And, the authors themselves correctly note that "mutations in the mitochondrial polymerase (DNA polymerase γ) [mutation of which increases the rate of accumulation of mitochondrial DNA mutations] has also been shown to accelerate ageing [39] through a reduction in mitochondrial function [40]". The pol-γ mice aren't actually good support for MiFRA, because most of the damage they suffer is done during embryonic development and affects stem cells, rather than by driving a lifelong increase in ROS generation and mtDNA mutations — but it certainly can't be used to support a claim that such an increase is compatible with normal or even increased lifespan. And for some reason, this finding is not mentioned in their Table, or elsewhere in the paper ...
Hi all! : )
I believe this reaches the mitohormesis effect of NRF2 translocating to the nucleus and activating SIRT1/DAF-16/Foxo3a (just like in CR) and ARE/EpRE Phase II detoxification enzymes. Some low-to-mild ROS stress can be good and act as hormesis signal by ROS signal (hormesis activating antioxidative enzymes in compensation to ROS oxidative 'still-healthy' dosed mild-stress). It is one reason why exercice increases ROS production, paradoxically, but improves health through NRF2 redox master switch that, upon increased stress translocates and, activates hundred of antioxidative enzymes (Antioxidative Response Element (ARE) and Electrophile Response Element (EpRE)).

- **Data to examine**:
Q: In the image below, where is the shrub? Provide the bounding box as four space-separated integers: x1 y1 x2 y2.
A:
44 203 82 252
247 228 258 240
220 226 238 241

- **Study questions**:
[a] Translate this sentence from the text on mitochondria and ageing into Spanish: "The pol-γ mice aren't actually good support for MiFRA, because most of the damage they suffer is done during embryonic development and affects stem cells, rather than by driving a lifelong increase in ROS generation and mtDNA mutations — but it certainly can't be used to support a claim that such an increase is compatible with normal or even increased lifespan."
[b] Pick up the text on mitochondria and ageing after its last sentence and keep writing.

- **Task answers**:
[a] Los ratones pol-γ no son en realidad un buen respaldo para la MiFRA, porque la mayor parte del daño que sufren se produce durante el desarrollo embrionario y afecta a las células madre, en lugar de deberse a un aumento de por vida en la generación de ROS y en las mutaciones del ADNmt; pero ciertamente no puede usarse para respaldar la afirmación de que dicho aumento es compatible con una esperanza de vida normal o incluso mayor.

[b]
Still, as mentioned, this is not viable for extreme MLSP. Increased mitoROS production will eventually tip the balance towards oxidative stress and an increased oxidized Redox milieu (mitochondrial glutathione, cellular glutathione, cytosolic, nuclear, extracellular glutathione and total glutathione pool will become oxidized). We have to understand that mitochondrial ROS by Complex I and III in the mitochondrial innermembrane in itself is not so important; it is the aftereffect (wave/shockwave) of it. Meaning destruction of mitochondrial DNA and, the mitochondrial membrane itself(which accelerates telomere loss in the nucleus, mitochondrias and telomeres act in concert), but most importantly, increased production of membrane peroxidation toxic residues that have an Order of magnitude effect on intrinsic aging; far more than anything so far. Replicative aging is greatly accelerated by this mechanism.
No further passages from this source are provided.